++++ Data in this exercise ++++

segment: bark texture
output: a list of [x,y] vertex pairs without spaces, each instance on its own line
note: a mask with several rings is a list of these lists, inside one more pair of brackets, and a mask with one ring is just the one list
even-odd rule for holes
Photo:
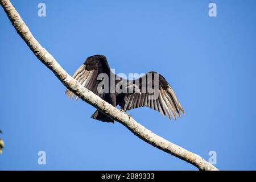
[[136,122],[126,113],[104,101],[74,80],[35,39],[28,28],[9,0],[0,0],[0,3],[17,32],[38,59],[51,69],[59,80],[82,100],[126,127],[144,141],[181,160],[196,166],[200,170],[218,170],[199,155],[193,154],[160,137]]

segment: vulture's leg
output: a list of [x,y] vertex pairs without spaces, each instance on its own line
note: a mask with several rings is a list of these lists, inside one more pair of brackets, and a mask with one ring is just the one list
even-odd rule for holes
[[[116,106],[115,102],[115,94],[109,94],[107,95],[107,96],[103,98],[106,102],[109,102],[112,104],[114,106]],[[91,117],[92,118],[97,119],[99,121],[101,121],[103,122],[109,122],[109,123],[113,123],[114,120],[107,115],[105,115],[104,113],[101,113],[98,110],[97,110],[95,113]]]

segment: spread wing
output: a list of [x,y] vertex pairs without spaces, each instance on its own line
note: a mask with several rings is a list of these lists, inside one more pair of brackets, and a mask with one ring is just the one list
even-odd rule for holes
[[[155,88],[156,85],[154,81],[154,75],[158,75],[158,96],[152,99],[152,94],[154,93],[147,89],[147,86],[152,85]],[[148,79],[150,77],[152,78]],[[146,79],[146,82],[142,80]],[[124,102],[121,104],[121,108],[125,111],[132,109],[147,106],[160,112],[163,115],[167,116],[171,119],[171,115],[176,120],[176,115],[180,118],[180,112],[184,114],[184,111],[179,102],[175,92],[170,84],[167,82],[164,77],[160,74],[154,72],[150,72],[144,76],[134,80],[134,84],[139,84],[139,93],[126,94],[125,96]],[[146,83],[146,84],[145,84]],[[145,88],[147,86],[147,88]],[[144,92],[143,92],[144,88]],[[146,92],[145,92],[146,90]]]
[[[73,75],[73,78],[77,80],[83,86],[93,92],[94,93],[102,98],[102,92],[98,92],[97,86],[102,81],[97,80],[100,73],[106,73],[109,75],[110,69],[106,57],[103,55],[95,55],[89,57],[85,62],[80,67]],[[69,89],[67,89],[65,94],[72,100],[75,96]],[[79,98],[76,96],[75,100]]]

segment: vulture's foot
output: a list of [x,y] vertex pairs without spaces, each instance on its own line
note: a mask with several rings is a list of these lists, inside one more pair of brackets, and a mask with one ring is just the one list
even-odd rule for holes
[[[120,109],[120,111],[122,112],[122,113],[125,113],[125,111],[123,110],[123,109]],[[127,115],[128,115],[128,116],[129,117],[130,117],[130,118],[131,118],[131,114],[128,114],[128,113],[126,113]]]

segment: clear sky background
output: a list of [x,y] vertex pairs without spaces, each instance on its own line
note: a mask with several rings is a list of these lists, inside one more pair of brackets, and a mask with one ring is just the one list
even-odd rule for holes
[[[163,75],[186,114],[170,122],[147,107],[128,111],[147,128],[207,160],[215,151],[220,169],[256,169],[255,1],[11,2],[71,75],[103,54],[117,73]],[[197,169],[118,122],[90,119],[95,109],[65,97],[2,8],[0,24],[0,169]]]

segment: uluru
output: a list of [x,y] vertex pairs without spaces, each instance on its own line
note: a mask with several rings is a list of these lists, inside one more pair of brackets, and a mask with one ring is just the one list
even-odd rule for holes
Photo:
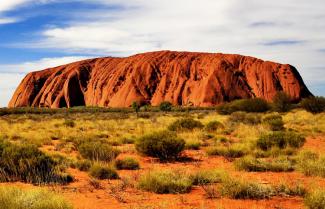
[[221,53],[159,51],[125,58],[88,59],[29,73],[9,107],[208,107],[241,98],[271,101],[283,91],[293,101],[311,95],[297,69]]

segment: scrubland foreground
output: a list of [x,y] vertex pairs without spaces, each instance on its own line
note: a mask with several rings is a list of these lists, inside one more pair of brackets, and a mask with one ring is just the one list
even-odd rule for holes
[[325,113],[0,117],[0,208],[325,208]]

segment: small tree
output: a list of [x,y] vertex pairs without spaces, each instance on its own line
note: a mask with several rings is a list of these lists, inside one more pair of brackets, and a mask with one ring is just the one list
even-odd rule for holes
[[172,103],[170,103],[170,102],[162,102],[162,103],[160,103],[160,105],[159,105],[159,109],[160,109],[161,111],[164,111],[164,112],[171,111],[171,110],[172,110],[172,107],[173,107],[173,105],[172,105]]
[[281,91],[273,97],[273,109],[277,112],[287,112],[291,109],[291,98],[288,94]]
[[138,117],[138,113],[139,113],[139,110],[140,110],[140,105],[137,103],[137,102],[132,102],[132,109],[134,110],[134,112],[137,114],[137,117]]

++++

Can you rewrite the lines beginning at the one that has "segment: vulture's foot" and ending after the one that has "[[325,113],[0,117],[0,208],[325,208]]", keeping all their wording but rescaling every x and y coordinate by 1.3 and rounding each to a whole number, with halves going up? Leave the pictures out of your answer.

- Solution to this problem -
segment: vulture's foot
output: a list of [x,y] vertex pairs without spaces, each instance on its own line
note: a mask with several rings is a list of these lists, inside one more pair of brackets, and a mask with one ring is just the one list
even-odd rule for holes
[[[156,142],[156,144],[159,146],[159,147],[163,147],[163,144],[160,143],[160,142]],[[165,150],[166,150],[166,151],[168,152],[169,152],[169,153],[170,153],[170,148],[166,148],[166,147],[164,147]]]

segment: clear sky background
output: a list of [x,y] vertex pairs without spaces, each instance on its own line
note: a mask with several rings is a list of these lists, inside one more pair of brackets, and a mask with one ring is just the one list
even-odd rule for holes
[[[212,98],[242,148],[221,159],[191,139],[166,144],[191,166],[269,208],[280,196],[286,220],[333,220],[332,1],[14,3],[92,98],[134,70],[152,95]],[[256,220],[153,159],[117,155],[124,142],[85,126],[3,10],[0,31],[0,220]]]

segment: uluru
output: a list of [x,y] vertex pairs without spaces, each instance on its own line
note: a mask with several rings is a list of these lists, inside one more pair of brackets, and a mask with one ring is just the one list
even-odd rule for holes
Photo:
[[287,69],[207,66],[163,75],[114,77],[38,95],[12,139],[270,139],[313,127],[352,131],[368,118],[381,131],[404,124],[386,90]]

segment: scrubland foreground
output: a list of [x,y] vertex pairs without spaces, each instance on its own line
note: a mask with several rings is a list of these lists, inside one more pair of brackets, and a mask with one ring is just the one list
even-odd rule for holes
[[423,147],[0,152],[0,270],[423,270]]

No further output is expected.